» **Objective 1**: From the Le Bernardin review below, copy the passage from "In Le Bernardin’s" to "nevertheless stupendously wonderful." word for word.

=-=-=-=-=

After checking out countless fine dining establishments throughout New York and beyond, there were moments that I would tire of multi-course haute cuisine format. Sometimes, simplicity pays off way better with faithfulness to freshness of ingredients and solid execution when I visit restaurants. All this use of emulsion, exotic ingredients and fancy cooking techniques may look great in picture, but not all restaurants delivered quite the way that I had anticipated. One exception to this evolution of my taste is Le Bernardin, and it shows why this perennially famous and rightfully acclaimed restaurant has been in the ultra-competitive New York dining scene for the past 30 years. Chef Eric Ripert doesn’t play safe; he surveys the world for inspiration (last year’s NY Times article about his visit to a tiny Buddhist temple in Korea to learn more about the temple cooking from a female monk there is Exhibit A), and brings what he has observed to the table to spectacular effect. While the seafood-oriented dishes at Le Bernardin are ostensibly French, they draw influences from all over the world. On my last visit for lunch with summer interns at my firm, I learned yet again the boundary that the kitchen is willing to push for another spectacular meal.
In Le Bernardin’s cooking, emulsion is the central part of most dishes but that doesn’t mean that the kitchen pays any less attention to the main seafood. They care deeply about the quality of ingredients and make sure that the texture of seafood, combined with the surrounding emulsion, work together harmoniously. The barely cooked scallop had one of the most memorable textures in scallop as far as I can remember, and combined with roasted bone marrow and calamansi-butter emulsion, had impeccable elegance to flavor. As I tried bite after bite, there was always something new to my taste bud that I couldn’t quite pinpoint but was nevertheless stupendously wonderful.
When you see seared cod coming from the kitchen, you see all these cute little pieces of daikon-green papaya “salad” followed by pouring of Japanese nori-hijiki emulsion that may distract your attention. Yes, the dish looks absolutely beautiful, but better yet the cod was just cooked to perfection and again the balance of flavor and texture was something that I would not forget for a long time. After capping the meal with mango parfait accompanied by Thai basil-mango emulsion, a delightful treat that had the right amount of sweetness to it without overpowering my palate, I walked out of the restaurant an extremely happy man. The three-course prix fixe at Le Bernardin, which has now gone up from the $70s per person from my previous visits to $85 per person, is still one of the best lunch bargains in town if you want to explore the depth of chef Ripert’s philosophy to his cooking but don’t want to break the bank doing so.

=-=-=-=-=

» **Objective 2**: Rewrite the records from the line with "the flower petal" through the last line of the records, changing "narrow leaf" to "slender leaf" and keeping everything else the same. Return only those lines.

» **Entries provided**:
=-=-=-=-=

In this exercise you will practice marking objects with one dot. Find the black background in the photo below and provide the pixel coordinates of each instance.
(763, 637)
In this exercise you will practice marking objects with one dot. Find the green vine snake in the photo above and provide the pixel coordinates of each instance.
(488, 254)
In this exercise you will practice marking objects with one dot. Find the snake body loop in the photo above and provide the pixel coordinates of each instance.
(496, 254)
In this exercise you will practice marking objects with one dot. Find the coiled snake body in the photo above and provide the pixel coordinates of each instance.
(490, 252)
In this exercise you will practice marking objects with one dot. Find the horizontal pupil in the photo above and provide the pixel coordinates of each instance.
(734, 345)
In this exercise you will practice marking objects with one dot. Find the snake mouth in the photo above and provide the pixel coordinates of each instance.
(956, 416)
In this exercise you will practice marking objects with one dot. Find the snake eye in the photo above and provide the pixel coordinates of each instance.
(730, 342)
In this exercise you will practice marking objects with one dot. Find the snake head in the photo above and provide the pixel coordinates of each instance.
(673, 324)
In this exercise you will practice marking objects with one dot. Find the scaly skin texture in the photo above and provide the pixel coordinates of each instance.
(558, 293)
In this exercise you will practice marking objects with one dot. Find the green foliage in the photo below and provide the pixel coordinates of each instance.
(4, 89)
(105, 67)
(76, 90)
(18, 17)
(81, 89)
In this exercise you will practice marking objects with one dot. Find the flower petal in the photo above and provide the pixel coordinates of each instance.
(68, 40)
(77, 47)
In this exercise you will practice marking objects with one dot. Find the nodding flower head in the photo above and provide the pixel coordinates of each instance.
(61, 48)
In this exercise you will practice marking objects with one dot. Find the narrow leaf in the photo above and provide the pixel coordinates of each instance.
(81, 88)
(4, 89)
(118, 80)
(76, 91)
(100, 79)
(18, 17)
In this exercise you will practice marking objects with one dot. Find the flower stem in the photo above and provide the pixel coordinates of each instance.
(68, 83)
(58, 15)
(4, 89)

=-=-=-=-=

» **Full answer 1**:
In Le Bernardin’s cooking, emulsion is the central part of most dishes but that doesn’t mean that the kitchen pays any less attention to the main seafood. They care deeply about the quality of ingredients and make sure that the texture of seafood, combined with the surrounding emulsion, work together harmoniously. The barely cooked scallop had one of the most memorable textures in scallop as far as I can remember, and combined with roasted bone marrow and calamansi-butter emulsion, had impeccable elegance to flavor. As I tried bite after bite, there was always something new to my taste bud that I couldn’t quite pinpoint but was nevertheless stupendously wonderful.

» **Full answer 2**:
In this exercise you will practice marking objects with one dot. Find the flower petal in the photo above and provide the pixel coordinates of each instance.
(68, 40)
(77, 47)
In this exercise you will practice marking objects with one dot. Find the nodding flower head in the photo above and provide the pixel coordinates of each instance.
(61, 48)
In this exercise you will practice marking objects with one dot. Find the slender leaf in the photo above and provide the pixel coordinates of each instance.
(81, 88)
(4, 89)
(118, 80)
(76, 91)
(100, 79)
(18, 17)
In this exercise you will practice marking objects with one dot. Find the flower stem in the photo above and provide the pixel coordinates of each instance.
(68, 83)
(58, 15)
(4, 89)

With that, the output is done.